[TASK STATEMENT]
Reproduce the entries from the line containing "Place one point per instance of the musician" through the end, inclusive, replacing "satin lapel" with "silk lapel" and leaving everything else unchanged. Leave the pictures out.

(Object location annotation data)
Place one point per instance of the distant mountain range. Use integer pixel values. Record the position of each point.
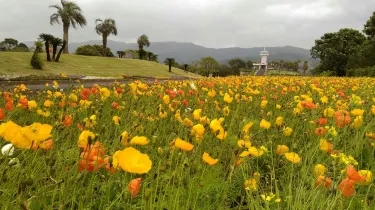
(185, 52)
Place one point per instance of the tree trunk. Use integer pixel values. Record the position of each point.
(60, 51)
(54, 50)
(104, 46)
(66, 39)
(46, 44)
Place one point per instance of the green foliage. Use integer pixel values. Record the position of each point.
(209, 65)
(70, 14)
(8, 44)
(105, 28)
(170, 62)
(335, 49)
(21, 47)
(36, 62)
(369, 29)
(143, 41)
(92, 50)
(56, 42)
(47, 38)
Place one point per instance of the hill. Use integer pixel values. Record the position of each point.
(15, 63)
(185, 52)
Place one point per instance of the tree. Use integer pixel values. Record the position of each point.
(142, 42)
(105, 28)
(170, 62)
(56, 42)
(249, 64)
(305, 67)
(237, 64)
(47, 38)
(209, 65)
(9, 44)
(61, 50)
(23, 47)
(150, 56)
(335, 49)
(36, 62)
(71, 15)
(93, 50)
(369, 29)
(120, 54)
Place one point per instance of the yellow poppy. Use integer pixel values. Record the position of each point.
(125, 136)
(247, 127)
(132, 161)
(319, 170)
(282, 149)
(198, 130)
(85, 138)
(139, 140)
(184, 145)
(287, 131)
(197, 114)
(292, 157)
(243, 144)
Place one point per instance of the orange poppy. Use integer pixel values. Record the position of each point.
(353, 174)
(347, 187)
(342, 118)
(322, 121)
(320, 131)
(134, 186)
(308, 105)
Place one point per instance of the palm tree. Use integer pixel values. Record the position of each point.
(142, 42)
(105, 28)
(56, 42)
(47, 38)
(170, 62)
(71, 15)
(61, 50)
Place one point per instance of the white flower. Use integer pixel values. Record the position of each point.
(7, 150)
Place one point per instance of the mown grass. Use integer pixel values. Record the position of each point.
(181, 179)
(17, 63)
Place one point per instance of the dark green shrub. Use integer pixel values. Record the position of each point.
(93, 50)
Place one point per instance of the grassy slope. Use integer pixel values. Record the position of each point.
(14, 63)
(282, 72)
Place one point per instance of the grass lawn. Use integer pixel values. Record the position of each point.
(282, 72)
(15, 63)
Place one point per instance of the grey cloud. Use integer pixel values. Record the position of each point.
(219, 23)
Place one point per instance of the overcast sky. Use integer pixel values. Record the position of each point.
(211, 23)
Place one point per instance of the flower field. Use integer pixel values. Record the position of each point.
(219, 143)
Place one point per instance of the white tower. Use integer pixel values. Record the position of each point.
(263, 60)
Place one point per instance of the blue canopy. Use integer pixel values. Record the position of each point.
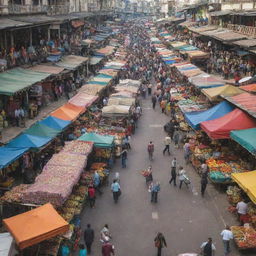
(55, 123)
(195, 118)
(9, 155)
(170, 61)
(28, 141)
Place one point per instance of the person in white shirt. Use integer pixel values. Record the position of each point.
(227, 235)
(208, 248)
(167, 142)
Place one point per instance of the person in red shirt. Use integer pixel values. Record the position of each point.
(107, 249)
(91, 196)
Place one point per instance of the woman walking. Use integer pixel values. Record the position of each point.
(160, 243)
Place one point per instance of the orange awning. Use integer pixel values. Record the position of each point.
(77, 23)
(68, 112)
(35, 226)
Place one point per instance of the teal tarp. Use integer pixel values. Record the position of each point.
(246, 138)
(100, 141)
(15, 80)
(42, 130)
(9, 155)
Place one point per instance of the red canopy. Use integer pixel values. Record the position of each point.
(220, 128)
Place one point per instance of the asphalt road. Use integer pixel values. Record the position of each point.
(183, 216)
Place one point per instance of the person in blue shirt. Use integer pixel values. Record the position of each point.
(115, 187)
(154, 192)
(97, 182)
(82, 251)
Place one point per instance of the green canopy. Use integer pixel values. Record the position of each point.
(42, 130)
(246, 138)
(100, 141)
(15, 80)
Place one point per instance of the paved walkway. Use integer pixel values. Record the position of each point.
(182, 216)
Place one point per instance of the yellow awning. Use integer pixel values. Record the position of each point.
(226, 90)
(246, 181)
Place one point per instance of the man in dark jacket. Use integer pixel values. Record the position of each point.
(88, 237)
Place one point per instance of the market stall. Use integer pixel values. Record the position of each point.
(220, 128)
(27, 228)
(246, 138)
(213, 94)
(195, 118)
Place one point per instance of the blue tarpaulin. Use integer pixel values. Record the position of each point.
(195, 118)
(55, 123)
(9, 155)
(28, 141)
(170, 61)
(53, 58)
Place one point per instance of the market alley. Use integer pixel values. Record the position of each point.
(182, 216)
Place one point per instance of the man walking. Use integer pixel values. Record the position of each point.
(154, 100)
(204, 182)
(88, 237)
(167, 142)
(227, 235)
(151, 149)
(173, 171)
(208, 248)
(107, 249)
(154, 192)
(115, 187)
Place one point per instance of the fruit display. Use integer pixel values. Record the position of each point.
(102, 153)
(67, 159)
(234, 194)
(244, 237)
(15, 195)
(78, 147)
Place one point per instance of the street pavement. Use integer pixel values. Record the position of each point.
(182, 215)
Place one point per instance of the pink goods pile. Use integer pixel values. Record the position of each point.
(59, 176)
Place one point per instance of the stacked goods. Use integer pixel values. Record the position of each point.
(15, 195)
(220, 170)
(234, 194)
(102, 153)
(245, 237)
(67, 159)
(53, 185)
(78, 147)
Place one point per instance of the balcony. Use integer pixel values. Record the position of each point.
(20, 9)
(57, 9)
(245, 30)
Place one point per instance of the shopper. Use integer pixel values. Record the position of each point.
(160, 243)
(173, 171)
(151, 149)
(82, 250)
(208, 248)
(155, 188)
(167, 142)
(226, 235)
(154, 100)
(116, 190)
(88, 237)
(124, 158)
(107, 249)
(91, 196)
(182, 176)
(97, 182)
(204, 182)
(242, 209)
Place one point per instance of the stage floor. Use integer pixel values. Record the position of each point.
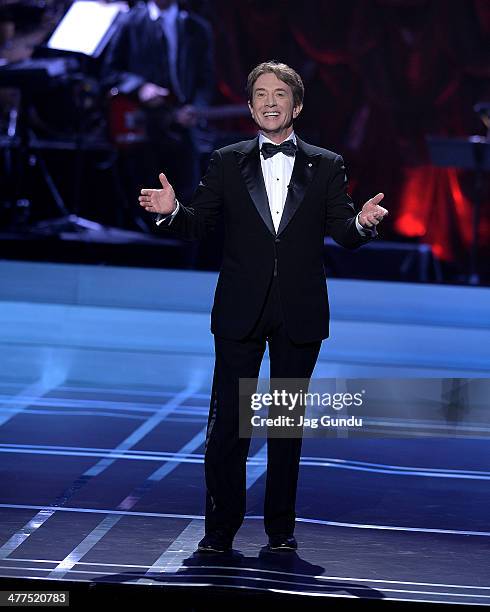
(104, 391)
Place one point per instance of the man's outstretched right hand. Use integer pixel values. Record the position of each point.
(160, 201)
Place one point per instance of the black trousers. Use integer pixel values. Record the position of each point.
(226, 453)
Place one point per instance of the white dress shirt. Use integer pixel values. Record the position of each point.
(277, 171)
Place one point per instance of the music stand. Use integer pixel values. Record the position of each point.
(470, 154)
(82, 33)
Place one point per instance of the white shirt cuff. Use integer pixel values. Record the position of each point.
(161, 218)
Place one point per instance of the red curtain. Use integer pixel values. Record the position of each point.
(380, 75)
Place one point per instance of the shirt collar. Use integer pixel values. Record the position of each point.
(169, 15)
(263, 139)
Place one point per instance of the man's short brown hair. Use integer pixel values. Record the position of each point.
(282, 72)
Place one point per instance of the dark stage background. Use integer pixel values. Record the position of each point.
(380, 76)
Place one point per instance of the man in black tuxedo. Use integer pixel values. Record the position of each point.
(163, 57)
(278, 196)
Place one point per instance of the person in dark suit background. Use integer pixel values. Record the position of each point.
(163, 57)
(278, 196)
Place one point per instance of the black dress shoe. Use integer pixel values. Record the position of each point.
(282, 542)
(215, 541)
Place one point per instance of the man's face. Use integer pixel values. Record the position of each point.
(272, 105)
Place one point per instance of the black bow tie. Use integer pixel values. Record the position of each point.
(287, 147)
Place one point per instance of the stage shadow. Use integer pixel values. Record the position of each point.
(286, 572)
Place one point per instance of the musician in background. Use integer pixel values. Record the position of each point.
(164, 57)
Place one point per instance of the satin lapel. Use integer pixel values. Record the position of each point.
(249, 164)
(303, 172)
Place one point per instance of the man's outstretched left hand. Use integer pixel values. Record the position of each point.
(372, 213)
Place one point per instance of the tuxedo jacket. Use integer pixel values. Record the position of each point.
(317, 204)
(138, 54)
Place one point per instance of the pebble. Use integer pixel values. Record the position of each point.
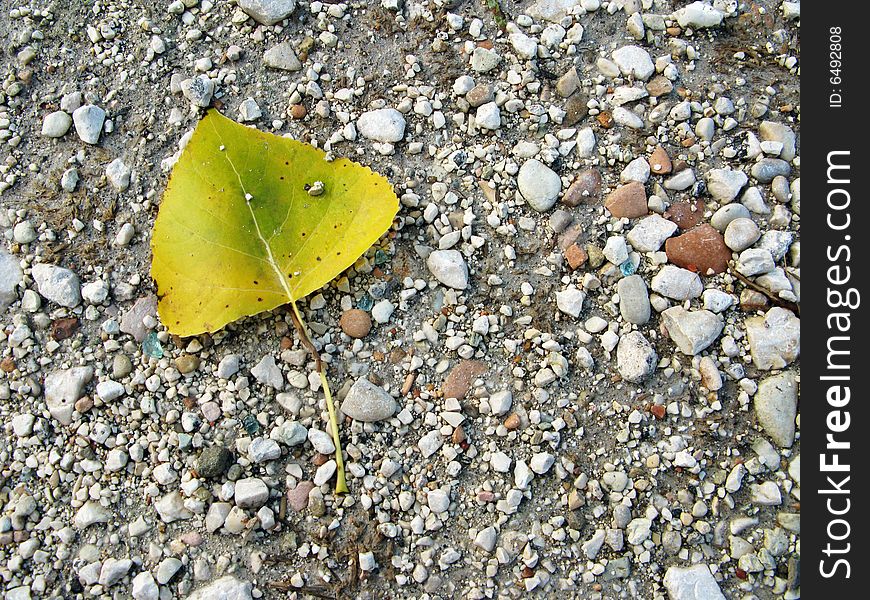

[WORKED ANSWER]
Place one point per instance of the musician in background. Use integer pixel values. Record the position of each point.
(164, 57)
Place one point per instance of the silk lapel. Use integer pixel values. Record the position of each point.
(249, 164)
(303, 172)
Place one point per instance of the man's outstretched left hand. Use integer pixel values. Record the position of each point.
(372, 213)
Place one point per instance of the tuxedo jacket. Use integer pixel values. Record the position of each point.
(317, 204)
(138, 54)
Place one point per instance of the pebble. Use integer pixel values. Record the position of each point.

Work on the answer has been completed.